▶ [Objective]:
Return all of the entries below unchanged, copying every line of each one character for character.

▶ [Records to process]:
>>>>>

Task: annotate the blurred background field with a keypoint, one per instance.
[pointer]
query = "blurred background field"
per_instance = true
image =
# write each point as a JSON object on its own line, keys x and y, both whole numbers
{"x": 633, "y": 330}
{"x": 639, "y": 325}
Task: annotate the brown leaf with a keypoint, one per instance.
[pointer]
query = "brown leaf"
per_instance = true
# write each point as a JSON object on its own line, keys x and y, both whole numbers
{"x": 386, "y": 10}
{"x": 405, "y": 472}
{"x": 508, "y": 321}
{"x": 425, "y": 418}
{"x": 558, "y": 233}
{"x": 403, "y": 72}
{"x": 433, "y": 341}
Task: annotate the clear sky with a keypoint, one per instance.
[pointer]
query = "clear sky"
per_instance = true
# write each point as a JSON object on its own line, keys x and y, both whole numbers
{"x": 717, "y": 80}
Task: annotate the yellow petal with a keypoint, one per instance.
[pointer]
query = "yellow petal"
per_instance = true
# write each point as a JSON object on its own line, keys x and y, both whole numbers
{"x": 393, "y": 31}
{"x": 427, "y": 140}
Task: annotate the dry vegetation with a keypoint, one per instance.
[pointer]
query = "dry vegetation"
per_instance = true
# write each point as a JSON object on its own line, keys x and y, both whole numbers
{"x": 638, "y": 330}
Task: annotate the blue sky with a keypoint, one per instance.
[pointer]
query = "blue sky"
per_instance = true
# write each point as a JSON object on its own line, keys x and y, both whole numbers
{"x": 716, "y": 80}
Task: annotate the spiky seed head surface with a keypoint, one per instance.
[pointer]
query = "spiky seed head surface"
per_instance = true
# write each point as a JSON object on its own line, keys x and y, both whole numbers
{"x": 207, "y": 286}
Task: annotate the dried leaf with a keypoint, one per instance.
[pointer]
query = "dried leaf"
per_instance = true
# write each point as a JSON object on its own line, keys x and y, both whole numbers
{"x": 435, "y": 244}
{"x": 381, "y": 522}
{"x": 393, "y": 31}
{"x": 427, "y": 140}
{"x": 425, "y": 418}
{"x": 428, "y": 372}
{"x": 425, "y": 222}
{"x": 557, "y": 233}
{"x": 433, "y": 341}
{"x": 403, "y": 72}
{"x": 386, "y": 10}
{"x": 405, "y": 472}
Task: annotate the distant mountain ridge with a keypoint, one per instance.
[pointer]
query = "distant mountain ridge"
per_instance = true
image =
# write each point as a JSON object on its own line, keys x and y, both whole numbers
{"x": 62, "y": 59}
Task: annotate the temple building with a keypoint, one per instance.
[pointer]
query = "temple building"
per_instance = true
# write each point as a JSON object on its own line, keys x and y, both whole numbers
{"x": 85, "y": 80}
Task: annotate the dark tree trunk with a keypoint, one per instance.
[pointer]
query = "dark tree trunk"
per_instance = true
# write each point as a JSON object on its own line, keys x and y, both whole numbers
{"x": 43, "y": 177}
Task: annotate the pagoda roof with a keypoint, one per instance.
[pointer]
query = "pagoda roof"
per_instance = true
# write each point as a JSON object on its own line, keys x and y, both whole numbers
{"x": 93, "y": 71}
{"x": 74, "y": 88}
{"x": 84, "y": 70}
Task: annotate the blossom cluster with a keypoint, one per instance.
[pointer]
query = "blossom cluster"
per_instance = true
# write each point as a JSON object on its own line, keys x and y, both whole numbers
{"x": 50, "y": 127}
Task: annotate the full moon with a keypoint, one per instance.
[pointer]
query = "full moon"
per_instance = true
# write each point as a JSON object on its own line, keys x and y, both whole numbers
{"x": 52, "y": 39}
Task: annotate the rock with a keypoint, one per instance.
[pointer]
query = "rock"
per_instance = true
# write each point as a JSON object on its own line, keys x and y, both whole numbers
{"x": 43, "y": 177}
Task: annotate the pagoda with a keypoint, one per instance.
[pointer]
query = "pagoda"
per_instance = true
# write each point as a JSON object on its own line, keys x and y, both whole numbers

<<<<<

▶ [Solution]:
Task: annotate the blurred background field with a keypoint, one per instance.
[pointer]
query = "blurred background field"
per_instance = true
image =
# write each point as a JSON object on its own line, keys x and y, both whole numbers
{"x": 633, "y": 330}
{"x": 639, "y": 325}
Task: annotate the brown leaf with a keypoint, one per instance.
[pointer]
query = "brown leaf"
per_instance = true
# write each point as a JSON object on its own line, keys x and y, both whole numbers
{"x": 386, "y": 10}
{"x": 405, "y": 472}
{"x": 508, "y": 321}
{"x": 425, "y": 418}
{"x": 558, "y": 233}
{"x": 403, "y": 72}
{"x": 433, "y": 341}
Task: annotate the clear sky with a keypoint, one per instance.
[pointer]
query = "clear sky"
per_instance = true
# write each point as a JSON object on its own line, keys x and y, both whole numbers
{"x": 717, "y": 80}
Task: annotate the yellow petal with a keypoint, one per instance.
[pointer]
query = "yellow petal"
per_instance = true
# write each point as a JSON object on its own line, keys x and y, both whole numbers
{"x": 393, "y": 31}
{"x": 427, "y": 140}
Task: annotate the dry vegetation with a keypoint, one per instance.
[pointer]
query = "dry vegetation"
per_instance = true
# write each point as a JSON object on its own line, keys x and y, both whole numbers
{"x": 638, "y": 330}
Task: annotate the blue sky with a keypoint, one per instance.
[pointer]
query = "blue sky"
per_instance = true
# write each point as a JSON object on its own line, keys x and y, both whole numbers
{"x": 716, "y": 80}
Task: annotate the spiky seed head surface with a keypoint, one per instance.
[pointer]
query = "spiky seed head surface"
per_instance = true
# write each point as a JSON object on its own line, keys x and y, both whole numbers
{"x": 207, "y": 286}
Task: annotate the dried leaf with a keypoint, one per instance.
[pointer]
query = "dried leaf"
per_instance = true
# write each point as a JSON object on its own line, keys x and y, both whole numbers
{"x": 435, "y": 244}
{"x": 381, "y": 522}
{"x": 393, "y": 31}
{"x": 427, "y": 140}
{"x": 425, "y": 418}
{"x": 428, "y": 372}
{"x": 425, "y": 222}
{"x": 557, "y": 233}
{"x": 433, "y": 341}
{"x": 403, "y": 72}
{"x": 386, "y": 10}
{"x": 405, "y": 472}
Task: annotate the distant mountain ridge with a keypoint, one per instance.
[pointer]
query = "distant mountain ridge"
per_instance = true
image =
# write each point as a JSON object on its own line, keys x and y, both whole numbers
{"x": 62, "y": 59}
Task: annotate the temple building with a keypoint, one per instance.
[pointer]
query = "temple building"
per_instance = true
# write each point as a JSON object on its own line, keys x and y, both whole numbers
{"x": 85, "y": 80}
Task: annotate the dark tree trunk with a keypoint, one per instance.
[pointer]
query = "dark tree trunk"
per_instance = true
# write each point as a JSON object on its own line, keys x and y, both whole numbers
{"x": 43, "y": 177}
Task: annotate the pagoda roof with a keypoint, one per instance.
[pointer]
query = "pagoda roof"
per_instance = true
# write each point as a JSON object on its own line, keys x and y, both whole numbers
{"x": 93, "y": 71}
{"x": 74, "y": 88}
{"x": 84, "y": 70}
Task: annotate the blossom cluster with a keypoint, one per instance.
[pointer]
query = "blossom cluster"
per_instance = true
# write each point as a JSON object on its own line, keys x and y, both whole numbers
{"x": 50, "y": 127}
Task: annotate the full moon with a keypoint, one per instance.
[pointer]
query = "full moon"
per_instance = true
# write each point as a JSON object on its own line, keys x and y, both whole numbers
{"x": 52, "y": 39}
Task: annotate the rock with a keypoint, one per instance.
[pointer]
query = "rock"
per_instance = true
# write each point as a JSON object on its own line, keys x and y, both whole numbers
{"x": 43, "y": 177}
Task: annotate the pagoda with a keypoint, one per instance.
[pointer]
query = "pagoda"
per_instance = true
# write each point as a JSON object on its own line, keys x and y, both whole numbers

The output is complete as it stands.